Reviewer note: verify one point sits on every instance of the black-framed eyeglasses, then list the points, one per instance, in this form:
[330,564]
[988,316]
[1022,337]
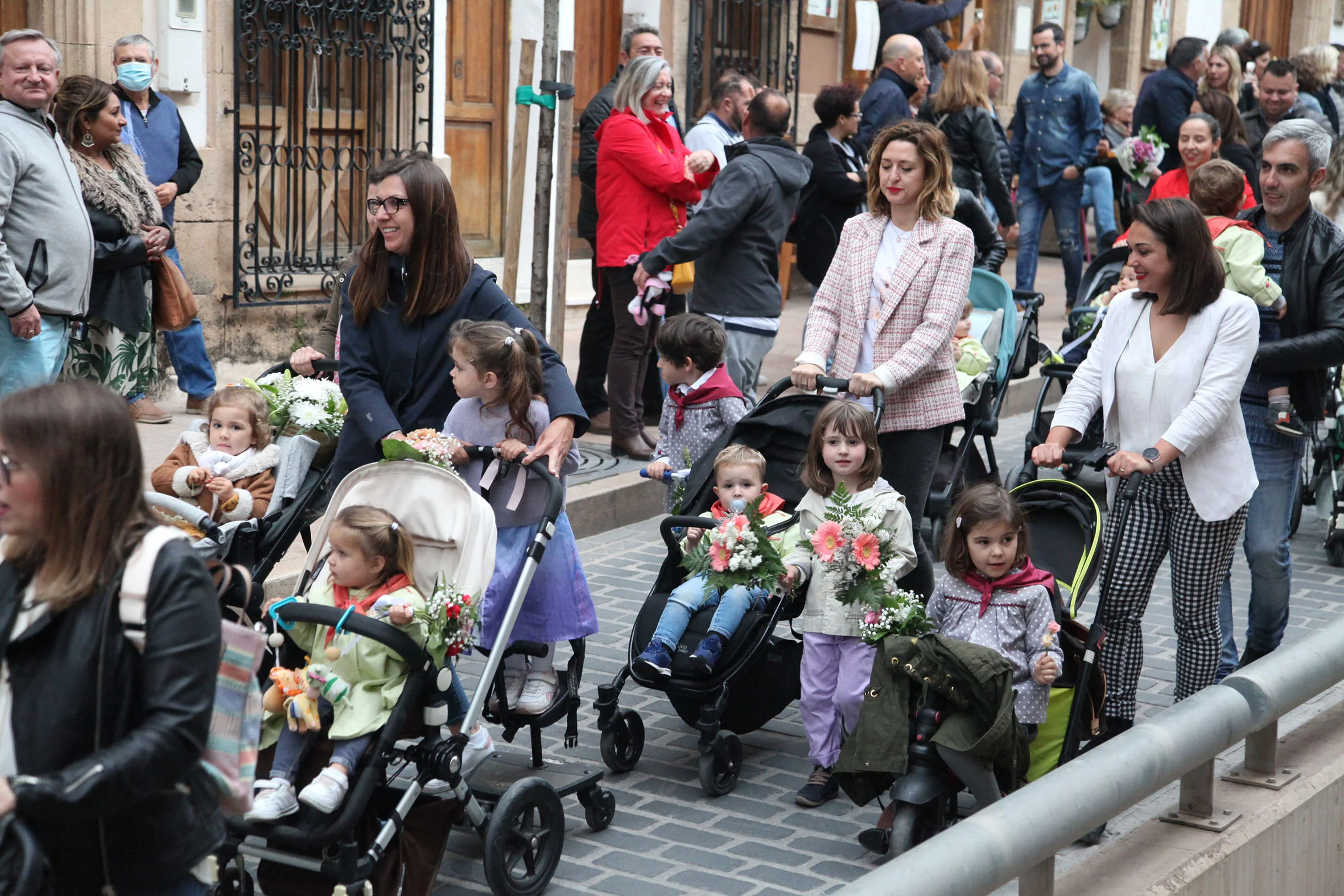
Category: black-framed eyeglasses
[393,205]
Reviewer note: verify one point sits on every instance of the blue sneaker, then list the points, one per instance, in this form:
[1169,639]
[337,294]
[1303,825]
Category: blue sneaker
[707,655]
[655,660]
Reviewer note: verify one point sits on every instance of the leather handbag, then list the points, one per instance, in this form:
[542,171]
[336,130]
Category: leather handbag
[174,304]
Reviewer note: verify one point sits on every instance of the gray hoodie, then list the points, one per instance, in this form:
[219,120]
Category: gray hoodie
[46,242]
[734,238]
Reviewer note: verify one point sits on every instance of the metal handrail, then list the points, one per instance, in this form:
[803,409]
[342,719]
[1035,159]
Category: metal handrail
[1020,835]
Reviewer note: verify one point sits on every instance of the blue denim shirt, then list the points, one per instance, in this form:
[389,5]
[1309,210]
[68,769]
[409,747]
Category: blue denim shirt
[1057,124]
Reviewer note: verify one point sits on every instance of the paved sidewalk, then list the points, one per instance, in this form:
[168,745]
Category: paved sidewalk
[669,837]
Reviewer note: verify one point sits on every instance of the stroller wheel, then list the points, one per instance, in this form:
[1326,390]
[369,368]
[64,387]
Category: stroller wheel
[523,839]
[622,742]
[599,808]
[722,766]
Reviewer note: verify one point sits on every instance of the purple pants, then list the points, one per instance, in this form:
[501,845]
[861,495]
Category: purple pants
[835,672]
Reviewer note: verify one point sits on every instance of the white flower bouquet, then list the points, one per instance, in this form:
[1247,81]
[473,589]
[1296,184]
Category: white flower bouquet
[1140,156]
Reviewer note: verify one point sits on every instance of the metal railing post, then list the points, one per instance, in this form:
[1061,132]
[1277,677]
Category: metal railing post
[1038,880]
[1195,808]
[1261,767]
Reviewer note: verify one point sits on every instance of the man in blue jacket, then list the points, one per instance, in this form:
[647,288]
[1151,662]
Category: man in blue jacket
[174,167]
[1054,139]
[888,98]
[1166,97]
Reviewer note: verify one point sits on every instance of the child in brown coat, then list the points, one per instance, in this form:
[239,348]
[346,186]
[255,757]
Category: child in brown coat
[228,469]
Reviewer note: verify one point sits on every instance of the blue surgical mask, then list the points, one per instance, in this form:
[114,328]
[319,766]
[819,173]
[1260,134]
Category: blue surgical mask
[135,76]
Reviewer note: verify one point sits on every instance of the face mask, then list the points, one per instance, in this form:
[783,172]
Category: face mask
[135,76]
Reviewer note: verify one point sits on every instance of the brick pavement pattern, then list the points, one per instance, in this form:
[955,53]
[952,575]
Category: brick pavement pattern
[669,837]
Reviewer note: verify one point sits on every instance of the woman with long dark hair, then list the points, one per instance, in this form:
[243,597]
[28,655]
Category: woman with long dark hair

----------

Task to complete:
Rewrite all of the rows above with every "Reviewer note" changed to "Annotator note" and nothing else altered. Leave the pictures out.

In response:
Annotator note: verify one point sits on every instance of the black-framed eyeglasses, then list the points, one per instance, in this form:
[330,564]
[988,316]
[1022,337]
Category: black-framed eyeglasses
[393,205]
Annotator note: verify one point sits on every instance of the blue sneaker, then list the points, one per instance, in this form:
[1169,639]
[337,294]
[1303,825]
Category: blue sneaker
[707,655]
[655,660]
Annotator note: verify one point sits on every instance of the leather handbag, then list the points, one per instance, in this form:
[542,171]
[336,130]
Category: leather handbag
[174,304]
Annotator note: verify one point sits on every instance of the gray hoodie, then list the points, one per instance, in this form:
[219,120]
Category: gray hoodie
[46,242]
[734,238]
Annotator note: verify one point sits on every instance of the metal handrail, then list the points, one per instance, in this form:
[803,409]
[342,719]
[1035,159]
Category: metal handrail
[1020,835]
Annotator note: verify one point sits on every instance of the blue denim shirt, then list the points, one per instance, in this form:
[389,5]
[1309,210]
[68,769]
[409,747]
Category: blue denim shirt
[1057,124]
Annotator note: verify one point sits on every instance of the paved sidewalk, then list the points, one per instance, in this form:
[168,745]
Category: paved sidewalk
[669,837]
Annotator note: verify one point sits on every instance of the stroller wheel, then list the points, one per instance, in this form:
[1326,390]
[369,368]
[64,387]
Category: stroller wheel
[523,839]
[622,742]
[599,808]
[722,766]
Annotator note: verify one point sits on every instance of the purple pants, then list the points, one per instance, in this form:
[501,845]
[861,495]
Category: purple pants
[835,672]
Annotator note: verify one point sits on every instance of the white flower bouquet, then list the points, one per instance, in this form:
[1247,81]
[473,589]
[1296,184]
Category: white flower bouquet
[1140,156]
Annotator note: verify one point sits on every instance of the metal railing post, then list the points, one per instance, in this form:
[1061,132]
[1277,677]
Category: metal railing post
[1038,880]
[1195,808]
[1261,767]
Annotator note: verify one point sits on every instance of the man in blue jacket, then list the points, one per instance, in this form:
[647,288]
[1151,662]
Category: man in blue jacket
[174,167]
[1054,139]
[888,98]
[1166,97]
Annotator note: verify one point sits on every instance of the child in brown coat, then list the points, one per instance, in this form:
[239,348]
[346,186]
[255,757]
Category: child in brown coat
[228,469]
Annotator note: verify one point sits on every instance of the blue surgical mask, then list the points, one per instance, in this form:
[114,328]
[319,766]
[819,173]
[1260,134]
Category: blue surgical mask
[135,76]
Annotator note: verify one point sits on every instance of the face mask, then list the points, one per instance, in this form:
[783,172]
Category: face mask
[135,76]
Annotator note: verify one point sits on every instance of the brick pavement pattern, then list the points, one per instance, in this form:
[955,53]
[952,575]
Category: brick pavement pattern
[669,837]
Annotator note: verify one point sits on every instance of the woman with long dark hair, then list the points, one per instance, in this form:
[243,597]
[28,655]
Category: woman with long dark hair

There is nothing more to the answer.